• _Exercise requirements_:
**A)** Answer these questions from the passage about Laura Schueler, one answer per line, marked the same way:
(i) What nickname did some of Schueler's friends give her?
(ii) In what decade did Hankins befriend Schueler?
(iii) On what date was a 19-year-old man arrested in connection with Schueler's death?
**B)** List every kind of clothing or accessory that the passage about Laura Schueler says she was known for wearing.
**C)** In the passage about Laura Schueler, repeat word for word the part that opens with the words containing "But the light" and closes with "nephews, Hankins said.".

• _Passage for review_:

From CNN’s Zoe Sottile

Laura Schueler, the ‘Beyonce of Cincinnati’ with an eye for consignment shopping

Laura Schueler was the friend you could call for anything.

De’Whitney Hankins said she would text Schueler for help with outfit choices because she trusted her fashion instincts. Schueler, a transgender woman, was known for wearing trendy furs, jackets, shoes and purses often purchased from consignment shops, Hankins said. Her edgy style prompted some in their circle of friends to call Schueler the “Beyonce of Cincinnati,” Hankins said.

“She was very much outgoing,” said Hankins, a transgender woman who befriended Schueler in the 1990s when they were living in the same neighborhood.

But the light Schueler brought to others— along with her fun, selfless and caring spirit— darkened when she was shot and killed on June 7 in Cincinnati, Hankins said. Schueler was 47. A 19-year-old man was arrested on July 11 in connection with her death and charged with murder, felonious assault, among other charges, court records show.

Hankins said Schueler was confident and secure with herself, which inspired many others in the transgender community. She cared deeply about her family, including her nieces and nephews, Hankins said.

• _The data_:
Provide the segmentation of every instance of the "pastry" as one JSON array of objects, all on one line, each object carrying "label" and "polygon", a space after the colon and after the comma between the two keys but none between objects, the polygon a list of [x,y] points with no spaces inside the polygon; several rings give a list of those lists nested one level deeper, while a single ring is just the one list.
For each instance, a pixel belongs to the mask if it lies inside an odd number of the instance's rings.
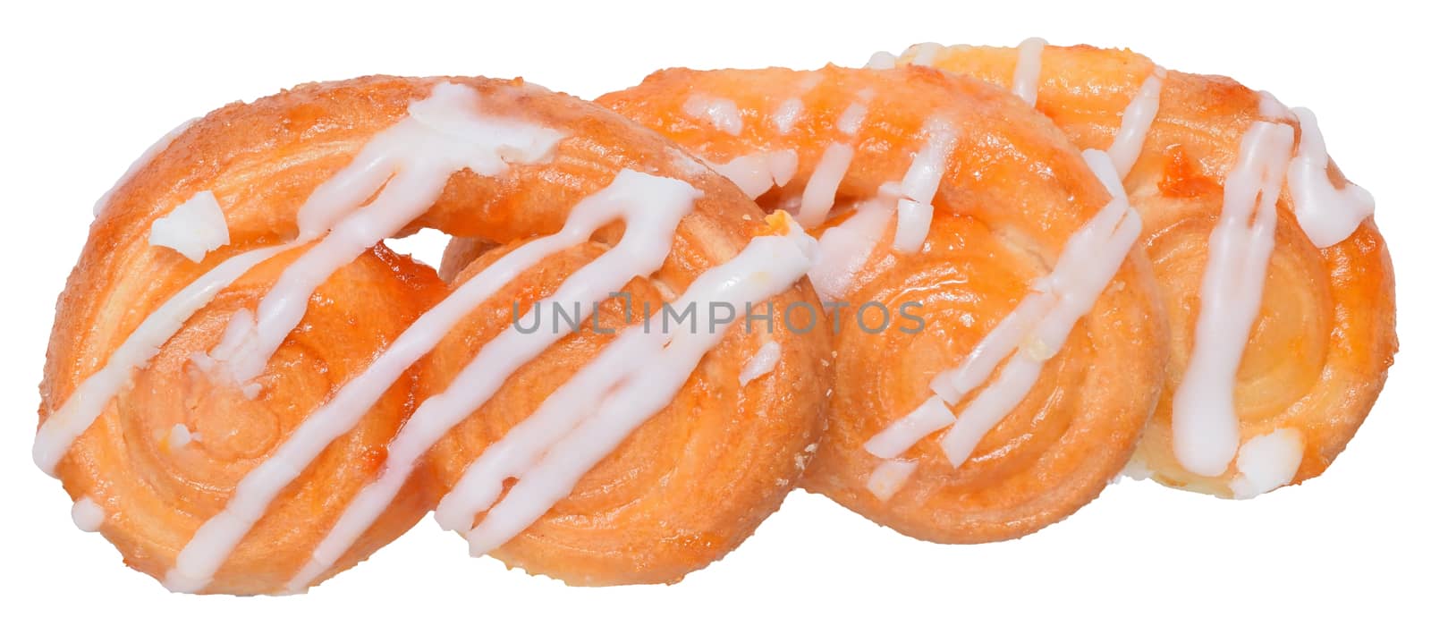
[{"label": "pastry", "polygon": [[1387,380],[1395,282],[1371,194],[1308,109],[1128,50],[919,44],[1113,157],[1143,216],[1172,357],[1135,476],[1252,497],[1321,475]]},{"label": "pastry", "polygon": [[1063,519],[1128,463],[1166,339],[1105,154],[920,67],[663,70],[597,101],[819,233],[836,382],[806,489],[975,543]]},{"label": "pastry", "polygon": [[[422,227],[491,246],[442,282],[382,244]],[[438,503],[531,572],[677,580],[819,437],[827,336],[741,323],[817,306],[813,244],[655,133],[519,80],[230,104],[100,203],[34,457],[182,592],[301,592]],[[621,302],[695,319],[643,327]]]}]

• _Task-by-task outputs_:
**A)**
(i) The "Beyonce of Cincinnati"
(ii) The 1990s
(iii) July 11

**B)** furs, jackets, shoes, purses

**C)**
But the light Schueler brought to others— along with her fun, selfless and caring spirit— darkened when she was shot and killed on June 7 in Cincinnati, Hankins said. Schueler was 47. A 19-year-old man was arrested on July 11 in connection with her death and charged with murder, felonious assault, among other charges, court records show.

Hankins said Schueler was confident and secure with herself, which inspired many others in the transgender community. She cared deeply about her family, including her nieces and nephews, Hankins said.